Ireland’s horizon for our 2nd century of independence:  Remarks at the Young Leaders Dinner

Washington DC, 27 January 2018


I want to express my thanks to the Ireland Funds for the invitation for me to be here this evening.

I would also like to pay tribute to all who have come to Washington this week for the Young Leaders Summit. Your commitment to the Ireland Funds, and the ethos they embody, is invaluable and augurs well for the future.

I admire the Ireland Funds for its capacity to bring together the many friends of Ireland in this country and elsewhere in support of its important work.

Support for the Ireland Funds represents a tangible, practical expression of the enduring concern of Irish America for Ireland and all things Irish.

I know that you have been busy this week reflecting the 50th anniversary of the Funds, 8 years hence in 2026, and on the organisation’s future direction.

I have a slightly shorter timeline in mind. I refer to the fact that our Irish decade of centenaries will come to an end in 2022.  By that time, we will have marked all of the great events that paved the way for the creation of a sovereign Irish State - from the Home Rule crisis of 1912-14 to the Easter Rising, the war of independence and the establishment of the Irish Free State in 1922.   

In 2022, we will enter definitively into the second century of Irish independence. While the recent centenaries provided an occasion for reflecting on the past - on what happened, on why it happened and on its implications - I hope that 2022 will encourage us to seek to imagine and re-imagine our future.

As we look at our future directions, it is important to be clear about the enormous distance we have traveled as a nation in the past century. Probably, no other country in Western Europe has changed as dramatically as Ireland has in recent decades. I recently came across a copy of Facts about Ireland, a Department of Foreign Affairs publication from the year 1972 as we prepared to join what we now know as the European Union. It reveals that Ireland’s GNP at that time was £1.9 billion which is approximately 1% of what it is today. Annual exports were £430 million, which is not much more than Ireland now exports on a normal day.

§ STATED EXERCISE A: According to the speech, in what year will Ireland's decade of centenaries come to an end?
The speech and the rows are separate and unrelated material.

[Extracted records]
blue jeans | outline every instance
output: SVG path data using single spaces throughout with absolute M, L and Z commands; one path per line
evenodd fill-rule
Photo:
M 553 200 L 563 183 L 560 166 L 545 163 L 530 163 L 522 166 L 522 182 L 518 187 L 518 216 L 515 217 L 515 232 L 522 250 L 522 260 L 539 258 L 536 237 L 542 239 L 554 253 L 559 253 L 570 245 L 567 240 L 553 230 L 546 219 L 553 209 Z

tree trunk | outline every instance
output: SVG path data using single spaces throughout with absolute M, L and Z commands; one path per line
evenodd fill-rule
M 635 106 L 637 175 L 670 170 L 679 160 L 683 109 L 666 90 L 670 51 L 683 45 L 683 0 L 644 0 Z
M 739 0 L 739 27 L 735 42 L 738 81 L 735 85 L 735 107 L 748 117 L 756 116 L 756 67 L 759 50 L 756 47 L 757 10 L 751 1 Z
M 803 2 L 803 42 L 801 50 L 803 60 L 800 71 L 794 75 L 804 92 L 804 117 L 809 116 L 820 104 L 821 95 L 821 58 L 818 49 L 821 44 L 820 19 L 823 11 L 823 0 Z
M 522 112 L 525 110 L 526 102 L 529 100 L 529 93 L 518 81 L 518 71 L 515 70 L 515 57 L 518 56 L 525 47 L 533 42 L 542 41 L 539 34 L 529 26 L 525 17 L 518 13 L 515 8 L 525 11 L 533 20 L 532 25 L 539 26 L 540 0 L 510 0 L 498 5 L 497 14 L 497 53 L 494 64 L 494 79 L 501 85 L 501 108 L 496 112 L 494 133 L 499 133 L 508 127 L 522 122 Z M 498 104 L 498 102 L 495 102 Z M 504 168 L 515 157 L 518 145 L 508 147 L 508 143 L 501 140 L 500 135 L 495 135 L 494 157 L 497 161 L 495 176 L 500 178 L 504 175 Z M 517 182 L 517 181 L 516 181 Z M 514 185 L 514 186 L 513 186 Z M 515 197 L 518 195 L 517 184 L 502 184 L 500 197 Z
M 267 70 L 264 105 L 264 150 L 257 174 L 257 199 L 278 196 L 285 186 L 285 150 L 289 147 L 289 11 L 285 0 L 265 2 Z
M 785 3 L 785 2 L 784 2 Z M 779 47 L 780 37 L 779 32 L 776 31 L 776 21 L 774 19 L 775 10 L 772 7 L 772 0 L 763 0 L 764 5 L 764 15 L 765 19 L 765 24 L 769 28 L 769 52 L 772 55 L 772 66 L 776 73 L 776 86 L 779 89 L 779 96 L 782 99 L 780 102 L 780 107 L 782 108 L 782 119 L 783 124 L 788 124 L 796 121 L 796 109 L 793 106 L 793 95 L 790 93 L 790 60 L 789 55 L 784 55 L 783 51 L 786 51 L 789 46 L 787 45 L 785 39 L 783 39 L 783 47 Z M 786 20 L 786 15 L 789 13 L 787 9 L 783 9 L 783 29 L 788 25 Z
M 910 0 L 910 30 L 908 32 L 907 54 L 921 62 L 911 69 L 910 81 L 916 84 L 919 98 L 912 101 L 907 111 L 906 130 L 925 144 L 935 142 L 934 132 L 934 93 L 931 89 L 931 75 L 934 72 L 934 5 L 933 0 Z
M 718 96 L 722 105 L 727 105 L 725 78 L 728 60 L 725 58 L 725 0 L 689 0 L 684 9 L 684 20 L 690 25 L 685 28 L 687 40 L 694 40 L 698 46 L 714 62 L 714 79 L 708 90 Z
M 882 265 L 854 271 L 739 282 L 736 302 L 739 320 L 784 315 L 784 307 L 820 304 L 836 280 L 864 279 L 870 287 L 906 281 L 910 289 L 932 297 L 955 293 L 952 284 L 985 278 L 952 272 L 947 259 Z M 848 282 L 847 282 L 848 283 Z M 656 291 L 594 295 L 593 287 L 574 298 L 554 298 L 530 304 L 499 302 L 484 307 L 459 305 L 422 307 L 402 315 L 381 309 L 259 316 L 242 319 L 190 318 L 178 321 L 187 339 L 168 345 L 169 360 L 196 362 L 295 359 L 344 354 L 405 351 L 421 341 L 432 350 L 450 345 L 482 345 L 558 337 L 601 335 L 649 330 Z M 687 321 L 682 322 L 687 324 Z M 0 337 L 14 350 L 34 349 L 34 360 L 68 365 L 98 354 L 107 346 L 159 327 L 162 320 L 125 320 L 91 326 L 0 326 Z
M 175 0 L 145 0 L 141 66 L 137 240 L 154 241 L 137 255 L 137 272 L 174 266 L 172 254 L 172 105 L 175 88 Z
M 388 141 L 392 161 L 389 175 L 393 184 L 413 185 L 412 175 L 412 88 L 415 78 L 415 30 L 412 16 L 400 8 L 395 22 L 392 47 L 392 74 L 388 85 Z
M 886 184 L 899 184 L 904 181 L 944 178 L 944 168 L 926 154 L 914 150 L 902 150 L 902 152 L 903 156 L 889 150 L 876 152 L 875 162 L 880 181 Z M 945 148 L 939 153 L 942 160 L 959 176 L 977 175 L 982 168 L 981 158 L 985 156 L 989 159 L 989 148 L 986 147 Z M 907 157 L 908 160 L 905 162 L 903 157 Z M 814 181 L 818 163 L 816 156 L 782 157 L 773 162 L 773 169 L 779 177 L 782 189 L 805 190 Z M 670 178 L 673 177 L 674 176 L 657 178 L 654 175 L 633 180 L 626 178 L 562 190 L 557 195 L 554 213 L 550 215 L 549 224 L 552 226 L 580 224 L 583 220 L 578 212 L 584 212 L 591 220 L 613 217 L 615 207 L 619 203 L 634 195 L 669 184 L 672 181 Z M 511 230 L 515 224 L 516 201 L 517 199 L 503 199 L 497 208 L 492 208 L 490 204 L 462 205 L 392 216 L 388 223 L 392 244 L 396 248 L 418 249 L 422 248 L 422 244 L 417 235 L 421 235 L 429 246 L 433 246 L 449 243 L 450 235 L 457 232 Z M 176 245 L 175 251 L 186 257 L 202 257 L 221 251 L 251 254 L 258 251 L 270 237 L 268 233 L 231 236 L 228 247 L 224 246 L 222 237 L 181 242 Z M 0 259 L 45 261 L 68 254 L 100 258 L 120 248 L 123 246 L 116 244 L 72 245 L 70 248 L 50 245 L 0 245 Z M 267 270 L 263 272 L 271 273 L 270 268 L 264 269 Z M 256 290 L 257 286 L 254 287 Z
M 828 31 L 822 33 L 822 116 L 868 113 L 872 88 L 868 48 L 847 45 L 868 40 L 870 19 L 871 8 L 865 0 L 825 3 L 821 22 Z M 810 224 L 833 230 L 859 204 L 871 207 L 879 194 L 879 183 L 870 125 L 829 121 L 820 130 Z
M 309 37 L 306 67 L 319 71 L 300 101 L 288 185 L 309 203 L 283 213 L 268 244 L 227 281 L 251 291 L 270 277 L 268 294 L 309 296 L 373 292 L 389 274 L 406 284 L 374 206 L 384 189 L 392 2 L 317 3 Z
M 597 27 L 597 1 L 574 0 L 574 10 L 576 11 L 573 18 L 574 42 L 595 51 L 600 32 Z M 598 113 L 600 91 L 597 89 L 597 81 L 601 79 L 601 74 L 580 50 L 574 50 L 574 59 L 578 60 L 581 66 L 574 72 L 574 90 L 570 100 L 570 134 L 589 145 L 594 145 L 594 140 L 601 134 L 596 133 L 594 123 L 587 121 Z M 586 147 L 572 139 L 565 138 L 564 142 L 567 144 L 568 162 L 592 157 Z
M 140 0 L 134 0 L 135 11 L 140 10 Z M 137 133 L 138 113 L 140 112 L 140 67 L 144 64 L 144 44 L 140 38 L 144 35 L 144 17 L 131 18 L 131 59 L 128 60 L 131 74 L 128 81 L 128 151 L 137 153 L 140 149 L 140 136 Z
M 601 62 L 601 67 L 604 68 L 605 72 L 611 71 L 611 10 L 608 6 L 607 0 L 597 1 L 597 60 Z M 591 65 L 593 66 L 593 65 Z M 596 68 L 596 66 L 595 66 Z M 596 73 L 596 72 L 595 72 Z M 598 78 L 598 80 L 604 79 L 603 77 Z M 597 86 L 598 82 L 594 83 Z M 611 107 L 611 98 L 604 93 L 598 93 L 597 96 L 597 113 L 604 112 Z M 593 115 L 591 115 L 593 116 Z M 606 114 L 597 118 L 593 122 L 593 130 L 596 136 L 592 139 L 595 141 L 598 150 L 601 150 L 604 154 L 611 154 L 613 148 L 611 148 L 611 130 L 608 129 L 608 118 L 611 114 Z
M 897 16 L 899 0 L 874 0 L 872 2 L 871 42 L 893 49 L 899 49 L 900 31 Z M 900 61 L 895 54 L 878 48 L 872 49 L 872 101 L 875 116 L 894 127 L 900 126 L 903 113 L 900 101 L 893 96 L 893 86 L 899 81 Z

§ STATED EXERCISE B: Write out the part of the rows that opens with the line containing "tree trunk | outline every instance" and closes with the line containing "M 635 106 L", including both of those lines.

§ ANSWER A: 2022

§ ANSWER B:
tree trunk | outline every instance
output: SVG path data using single spaces throughout with absolute M, L and Z commands; one path per line
evenodd fill-rule
M 635 106 L 637 175 L 670 170 L 679 160 L 683 109 L 666 90 L 670 51 L 683 45 L 683 0 L 644 0 Z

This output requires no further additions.